YOUR ASSIGNMENT
Extract each line holding the word "ground" from the entries.

----- EXERCISE INPUTS -----

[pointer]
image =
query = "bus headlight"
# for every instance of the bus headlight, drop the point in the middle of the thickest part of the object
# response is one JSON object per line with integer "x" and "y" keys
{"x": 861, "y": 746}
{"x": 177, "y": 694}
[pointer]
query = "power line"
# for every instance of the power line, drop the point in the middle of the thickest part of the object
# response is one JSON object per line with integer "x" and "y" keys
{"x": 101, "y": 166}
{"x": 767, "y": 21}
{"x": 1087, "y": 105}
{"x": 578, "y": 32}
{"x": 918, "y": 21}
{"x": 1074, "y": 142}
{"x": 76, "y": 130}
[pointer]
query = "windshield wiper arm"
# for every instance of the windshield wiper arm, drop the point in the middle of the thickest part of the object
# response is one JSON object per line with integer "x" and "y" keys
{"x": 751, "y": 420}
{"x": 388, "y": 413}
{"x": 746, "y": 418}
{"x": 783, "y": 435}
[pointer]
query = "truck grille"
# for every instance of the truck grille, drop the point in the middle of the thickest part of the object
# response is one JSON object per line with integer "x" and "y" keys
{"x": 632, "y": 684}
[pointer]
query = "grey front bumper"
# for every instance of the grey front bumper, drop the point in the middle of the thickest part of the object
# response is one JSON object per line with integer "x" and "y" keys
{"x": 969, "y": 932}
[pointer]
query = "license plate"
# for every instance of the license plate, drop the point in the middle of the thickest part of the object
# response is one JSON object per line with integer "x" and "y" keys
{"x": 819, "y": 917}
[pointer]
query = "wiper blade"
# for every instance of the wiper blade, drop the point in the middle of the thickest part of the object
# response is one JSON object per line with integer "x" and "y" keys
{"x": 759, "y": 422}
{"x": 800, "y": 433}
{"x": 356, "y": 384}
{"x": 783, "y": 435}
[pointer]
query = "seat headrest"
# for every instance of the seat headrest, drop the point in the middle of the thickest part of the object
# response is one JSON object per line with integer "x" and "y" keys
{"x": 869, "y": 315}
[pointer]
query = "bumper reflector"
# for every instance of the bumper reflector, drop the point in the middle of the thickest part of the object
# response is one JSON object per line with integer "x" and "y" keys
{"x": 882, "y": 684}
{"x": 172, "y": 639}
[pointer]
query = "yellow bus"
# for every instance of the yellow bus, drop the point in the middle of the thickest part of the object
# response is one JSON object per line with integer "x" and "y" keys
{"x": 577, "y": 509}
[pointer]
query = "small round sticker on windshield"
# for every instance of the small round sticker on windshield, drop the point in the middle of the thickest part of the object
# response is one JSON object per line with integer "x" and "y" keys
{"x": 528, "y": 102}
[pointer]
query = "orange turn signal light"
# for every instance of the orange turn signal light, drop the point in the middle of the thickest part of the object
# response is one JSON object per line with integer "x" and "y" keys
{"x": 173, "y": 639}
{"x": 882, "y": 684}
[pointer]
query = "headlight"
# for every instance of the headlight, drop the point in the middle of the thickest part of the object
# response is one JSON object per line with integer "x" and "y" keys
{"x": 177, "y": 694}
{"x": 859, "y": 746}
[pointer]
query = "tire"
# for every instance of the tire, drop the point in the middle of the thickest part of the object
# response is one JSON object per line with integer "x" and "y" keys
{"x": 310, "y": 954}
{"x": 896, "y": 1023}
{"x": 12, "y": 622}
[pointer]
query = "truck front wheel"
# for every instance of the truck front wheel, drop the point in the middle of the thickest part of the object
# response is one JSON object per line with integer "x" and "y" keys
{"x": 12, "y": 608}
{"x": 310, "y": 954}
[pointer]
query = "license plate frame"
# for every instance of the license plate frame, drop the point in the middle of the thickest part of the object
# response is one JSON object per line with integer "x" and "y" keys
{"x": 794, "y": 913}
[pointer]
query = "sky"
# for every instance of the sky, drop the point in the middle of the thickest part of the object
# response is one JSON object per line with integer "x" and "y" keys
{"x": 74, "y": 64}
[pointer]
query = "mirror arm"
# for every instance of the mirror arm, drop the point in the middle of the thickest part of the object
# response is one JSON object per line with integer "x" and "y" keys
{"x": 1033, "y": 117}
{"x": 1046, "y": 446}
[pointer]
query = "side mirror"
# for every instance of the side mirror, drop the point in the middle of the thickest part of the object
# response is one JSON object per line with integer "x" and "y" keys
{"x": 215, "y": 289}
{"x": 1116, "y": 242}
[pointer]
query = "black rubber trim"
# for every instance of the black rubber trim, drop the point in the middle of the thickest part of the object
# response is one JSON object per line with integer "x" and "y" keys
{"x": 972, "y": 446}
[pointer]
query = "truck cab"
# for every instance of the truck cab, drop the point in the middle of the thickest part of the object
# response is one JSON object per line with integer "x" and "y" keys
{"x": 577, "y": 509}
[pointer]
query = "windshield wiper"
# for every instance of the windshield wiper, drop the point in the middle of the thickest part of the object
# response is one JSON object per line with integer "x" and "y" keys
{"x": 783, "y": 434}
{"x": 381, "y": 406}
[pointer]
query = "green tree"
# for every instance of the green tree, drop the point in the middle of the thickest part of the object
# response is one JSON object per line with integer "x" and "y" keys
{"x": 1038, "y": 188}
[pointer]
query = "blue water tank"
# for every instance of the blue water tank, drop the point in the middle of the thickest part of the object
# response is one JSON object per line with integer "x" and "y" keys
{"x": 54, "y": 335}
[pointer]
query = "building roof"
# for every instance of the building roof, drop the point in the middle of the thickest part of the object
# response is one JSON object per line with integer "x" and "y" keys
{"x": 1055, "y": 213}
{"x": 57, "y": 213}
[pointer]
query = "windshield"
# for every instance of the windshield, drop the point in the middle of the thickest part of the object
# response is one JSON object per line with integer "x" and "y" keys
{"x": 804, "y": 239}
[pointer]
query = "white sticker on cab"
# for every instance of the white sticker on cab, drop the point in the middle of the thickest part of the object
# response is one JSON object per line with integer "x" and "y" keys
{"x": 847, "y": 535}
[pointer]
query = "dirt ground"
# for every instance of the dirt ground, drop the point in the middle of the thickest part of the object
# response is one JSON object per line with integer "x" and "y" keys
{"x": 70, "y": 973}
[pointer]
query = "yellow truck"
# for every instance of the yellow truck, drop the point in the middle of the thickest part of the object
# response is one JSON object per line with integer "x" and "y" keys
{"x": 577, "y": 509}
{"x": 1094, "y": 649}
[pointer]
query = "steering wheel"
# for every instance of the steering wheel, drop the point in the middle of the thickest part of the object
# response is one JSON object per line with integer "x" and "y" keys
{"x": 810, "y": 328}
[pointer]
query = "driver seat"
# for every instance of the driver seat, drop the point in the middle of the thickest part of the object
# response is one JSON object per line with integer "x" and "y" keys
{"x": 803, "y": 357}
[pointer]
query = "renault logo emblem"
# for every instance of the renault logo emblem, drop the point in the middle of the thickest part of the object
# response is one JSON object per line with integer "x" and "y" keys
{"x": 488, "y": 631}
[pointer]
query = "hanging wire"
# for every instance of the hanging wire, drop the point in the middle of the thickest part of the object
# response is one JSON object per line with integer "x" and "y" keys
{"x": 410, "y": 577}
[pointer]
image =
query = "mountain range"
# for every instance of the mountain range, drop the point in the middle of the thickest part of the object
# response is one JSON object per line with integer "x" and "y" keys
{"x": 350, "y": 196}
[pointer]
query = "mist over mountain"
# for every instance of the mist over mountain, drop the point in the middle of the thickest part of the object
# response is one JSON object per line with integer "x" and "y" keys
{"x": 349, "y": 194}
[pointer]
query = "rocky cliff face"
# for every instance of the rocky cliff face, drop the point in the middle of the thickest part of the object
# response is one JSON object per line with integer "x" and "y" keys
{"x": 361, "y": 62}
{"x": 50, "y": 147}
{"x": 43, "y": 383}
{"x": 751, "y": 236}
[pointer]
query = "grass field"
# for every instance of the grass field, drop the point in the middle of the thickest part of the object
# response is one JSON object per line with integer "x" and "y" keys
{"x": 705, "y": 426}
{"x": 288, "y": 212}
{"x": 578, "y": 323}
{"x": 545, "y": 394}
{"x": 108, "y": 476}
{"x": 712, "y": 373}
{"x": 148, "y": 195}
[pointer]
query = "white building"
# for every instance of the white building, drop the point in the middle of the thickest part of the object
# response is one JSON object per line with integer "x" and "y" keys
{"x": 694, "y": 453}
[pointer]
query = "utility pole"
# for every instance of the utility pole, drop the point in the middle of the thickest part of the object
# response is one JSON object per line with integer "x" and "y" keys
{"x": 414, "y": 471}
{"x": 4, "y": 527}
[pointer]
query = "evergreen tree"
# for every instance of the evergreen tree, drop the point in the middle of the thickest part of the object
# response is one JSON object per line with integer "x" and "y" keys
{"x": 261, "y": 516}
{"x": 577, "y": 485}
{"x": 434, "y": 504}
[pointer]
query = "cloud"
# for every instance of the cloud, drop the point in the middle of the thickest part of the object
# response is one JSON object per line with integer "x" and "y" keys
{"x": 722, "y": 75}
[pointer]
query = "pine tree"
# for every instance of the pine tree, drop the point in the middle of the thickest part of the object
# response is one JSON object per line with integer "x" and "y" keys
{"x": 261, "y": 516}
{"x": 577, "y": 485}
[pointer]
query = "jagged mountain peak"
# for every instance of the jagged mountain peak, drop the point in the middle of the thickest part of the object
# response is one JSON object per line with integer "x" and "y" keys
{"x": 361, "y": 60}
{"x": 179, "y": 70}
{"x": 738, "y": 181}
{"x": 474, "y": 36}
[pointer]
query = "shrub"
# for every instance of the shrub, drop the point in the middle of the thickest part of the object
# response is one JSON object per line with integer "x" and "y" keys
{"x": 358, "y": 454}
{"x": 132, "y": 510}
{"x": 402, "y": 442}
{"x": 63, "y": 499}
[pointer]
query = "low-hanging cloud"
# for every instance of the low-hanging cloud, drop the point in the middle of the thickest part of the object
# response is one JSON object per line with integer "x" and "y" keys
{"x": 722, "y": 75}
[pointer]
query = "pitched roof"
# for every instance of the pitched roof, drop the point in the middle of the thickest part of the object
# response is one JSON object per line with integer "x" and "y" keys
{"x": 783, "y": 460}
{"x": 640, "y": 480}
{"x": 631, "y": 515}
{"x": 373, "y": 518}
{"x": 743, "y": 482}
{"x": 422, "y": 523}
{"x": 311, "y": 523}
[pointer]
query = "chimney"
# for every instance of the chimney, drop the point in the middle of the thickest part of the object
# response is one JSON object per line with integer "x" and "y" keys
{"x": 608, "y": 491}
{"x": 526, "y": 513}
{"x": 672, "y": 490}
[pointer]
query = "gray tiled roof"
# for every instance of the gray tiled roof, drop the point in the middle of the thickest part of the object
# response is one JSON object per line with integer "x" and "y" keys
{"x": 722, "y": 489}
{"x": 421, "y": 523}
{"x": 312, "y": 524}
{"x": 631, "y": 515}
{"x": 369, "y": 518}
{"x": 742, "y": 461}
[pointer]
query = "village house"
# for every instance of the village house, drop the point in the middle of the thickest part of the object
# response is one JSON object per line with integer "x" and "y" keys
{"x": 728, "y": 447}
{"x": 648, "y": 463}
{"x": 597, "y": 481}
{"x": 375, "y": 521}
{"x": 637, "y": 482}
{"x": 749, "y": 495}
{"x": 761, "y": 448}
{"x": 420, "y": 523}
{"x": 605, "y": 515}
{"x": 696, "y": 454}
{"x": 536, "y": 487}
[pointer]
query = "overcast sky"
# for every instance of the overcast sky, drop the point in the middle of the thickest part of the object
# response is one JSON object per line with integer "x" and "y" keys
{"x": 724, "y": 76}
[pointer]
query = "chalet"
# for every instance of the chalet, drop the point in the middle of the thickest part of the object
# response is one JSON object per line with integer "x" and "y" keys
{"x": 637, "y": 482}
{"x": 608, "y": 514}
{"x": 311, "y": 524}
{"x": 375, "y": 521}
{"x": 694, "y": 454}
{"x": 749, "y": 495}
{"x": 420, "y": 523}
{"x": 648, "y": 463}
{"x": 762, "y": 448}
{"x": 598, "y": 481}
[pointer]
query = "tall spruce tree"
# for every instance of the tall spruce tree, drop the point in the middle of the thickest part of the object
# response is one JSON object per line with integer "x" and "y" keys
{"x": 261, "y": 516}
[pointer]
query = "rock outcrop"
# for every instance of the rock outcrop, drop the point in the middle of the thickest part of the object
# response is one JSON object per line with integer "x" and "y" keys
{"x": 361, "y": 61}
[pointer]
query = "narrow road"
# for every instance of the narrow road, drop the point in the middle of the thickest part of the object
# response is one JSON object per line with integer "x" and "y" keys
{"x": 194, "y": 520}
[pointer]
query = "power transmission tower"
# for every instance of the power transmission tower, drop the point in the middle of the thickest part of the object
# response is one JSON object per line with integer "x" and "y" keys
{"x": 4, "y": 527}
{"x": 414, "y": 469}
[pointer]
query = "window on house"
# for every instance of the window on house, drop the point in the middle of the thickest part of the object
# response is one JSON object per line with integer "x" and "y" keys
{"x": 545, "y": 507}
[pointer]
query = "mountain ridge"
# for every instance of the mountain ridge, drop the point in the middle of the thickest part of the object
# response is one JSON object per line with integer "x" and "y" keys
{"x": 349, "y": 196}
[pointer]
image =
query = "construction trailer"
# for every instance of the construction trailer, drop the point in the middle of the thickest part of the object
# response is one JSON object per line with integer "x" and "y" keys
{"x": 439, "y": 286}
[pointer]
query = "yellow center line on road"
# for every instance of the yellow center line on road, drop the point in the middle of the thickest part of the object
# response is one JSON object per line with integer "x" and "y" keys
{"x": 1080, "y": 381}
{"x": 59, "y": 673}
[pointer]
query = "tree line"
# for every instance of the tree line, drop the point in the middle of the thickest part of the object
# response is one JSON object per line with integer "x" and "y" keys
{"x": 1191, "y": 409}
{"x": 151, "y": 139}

-----

YOUR RESPONSE
query = "dirt ground"
# for every instance of the dirt ground, drop the point in the middle of the thickest part of the object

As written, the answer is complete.